| EXERCISES TO COMPLETE |
[1] Translate this sentence from the book review into Spanish: "The retail and nonprofit sectors play similar games, pressuring employees into a work-as-family dynamic, but slamming on the brakes when that family tries to advocate for its needs via unionization."
[2] Quote the book review from the passage that opens with the words containing "Divided into two" through the one that closes with "needs via unionization.".

The coronavirus pandemic has changed the way we live and, for many of us, radically altered the way we work; discussions of what employment will look like going forward have been among the most interesting and hopeful aspects of this disaster. Regardless of your work history, Sarah Jaffe’s “Work Won’t Love You Back: How Devotion to our Jobs Keeps Us Exploited, Exhausted, and Alone” (Bold Type Books) will give you reasons to rethink your future in the working world. It reports in depth about the ways our work and life Venn diagrams have been manipulated into something more like a single circle, and offers clues as to how we might change that. It could not be more timely.
Divided into two sections, “Work” first looks at the work we often do for free, like cleaning house and caring for loved ones, and how it is turned into undercompensated paid labor. Teaching is a profession that requires education and certification, but teachers’ hard work is minimized when they’re viewed as parental figures, and their willingness to buy school supplies out of what is usually meager pay is weaponized against them as evidence of this love. The retail and nonprofit sectors play similar games, pressuring employees into a work-as-family dynamic, but slamming on the brakes when that family tries to advocate for its needs via unionization.

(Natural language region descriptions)
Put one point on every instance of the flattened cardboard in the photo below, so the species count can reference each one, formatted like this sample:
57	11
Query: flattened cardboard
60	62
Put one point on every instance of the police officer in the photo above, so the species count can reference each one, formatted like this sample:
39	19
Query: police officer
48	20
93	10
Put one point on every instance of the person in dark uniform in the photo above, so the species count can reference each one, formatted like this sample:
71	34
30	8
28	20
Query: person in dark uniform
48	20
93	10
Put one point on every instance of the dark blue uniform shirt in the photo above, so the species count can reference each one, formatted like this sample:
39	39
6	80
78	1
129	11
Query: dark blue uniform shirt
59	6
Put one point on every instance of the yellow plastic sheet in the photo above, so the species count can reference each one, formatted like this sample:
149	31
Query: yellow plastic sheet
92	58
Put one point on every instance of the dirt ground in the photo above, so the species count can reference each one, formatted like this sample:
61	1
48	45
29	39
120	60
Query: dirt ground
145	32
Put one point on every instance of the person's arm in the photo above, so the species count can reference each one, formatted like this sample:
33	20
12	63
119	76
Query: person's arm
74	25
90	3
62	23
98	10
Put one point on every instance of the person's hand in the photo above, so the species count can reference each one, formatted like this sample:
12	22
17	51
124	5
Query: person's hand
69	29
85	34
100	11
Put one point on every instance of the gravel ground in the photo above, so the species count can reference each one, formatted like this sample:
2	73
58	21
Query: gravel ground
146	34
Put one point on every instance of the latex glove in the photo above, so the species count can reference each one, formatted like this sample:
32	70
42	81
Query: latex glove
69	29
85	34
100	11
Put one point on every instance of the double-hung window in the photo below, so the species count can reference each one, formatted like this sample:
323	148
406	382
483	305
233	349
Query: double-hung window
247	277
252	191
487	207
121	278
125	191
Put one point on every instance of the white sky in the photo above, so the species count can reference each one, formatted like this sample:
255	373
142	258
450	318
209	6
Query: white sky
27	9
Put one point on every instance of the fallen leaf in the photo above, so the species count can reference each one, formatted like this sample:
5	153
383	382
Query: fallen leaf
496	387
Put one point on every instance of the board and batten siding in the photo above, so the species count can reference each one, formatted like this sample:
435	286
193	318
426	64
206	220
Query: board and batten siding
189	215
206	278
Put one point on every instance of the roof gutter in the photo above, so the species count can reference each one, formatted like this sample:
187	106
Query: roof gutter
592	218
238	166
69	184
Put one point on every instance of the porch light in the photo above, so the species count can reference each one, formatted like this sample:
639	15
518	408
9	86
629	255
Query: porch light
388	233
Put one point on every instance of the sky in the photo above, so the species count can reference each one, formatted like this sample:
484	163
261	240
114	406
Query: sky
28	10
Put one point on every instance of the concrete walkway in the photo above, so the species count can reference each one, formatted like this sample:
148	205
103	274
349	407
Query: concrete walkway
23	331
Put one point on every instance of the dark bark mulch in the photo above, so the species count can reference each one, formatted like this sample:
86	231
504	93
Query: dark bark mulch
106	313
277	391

| TASK SOLUTIONS |
[1] Los sectores minorista y sin fines de lucro recurren a juegos similares, presionando a los empleados para que adopten una dinámica de trabajo como familia, pero frenando en seco cuando esa familia intenta defender sus necesidades mediante la sindicalización.

[2]
Divided into two sections, “Work” first looks at the work we often do for free, like cleaning house and caring for loved ones, and how it is turned into undercompensated paid labor. Teaching is a profession that requires education and certification, but teachers’ hard work is minimized when they’re viewed as parental figures, and their willingness to buy school supplies out of what is usually meager pay is weaponized against them as evidence of this love. The retail and nonprofit sectors play similar games, pressuring employees into a work-as-family dynamic, but slamming on the brakes when that family tries to advocate for its needs via unionization.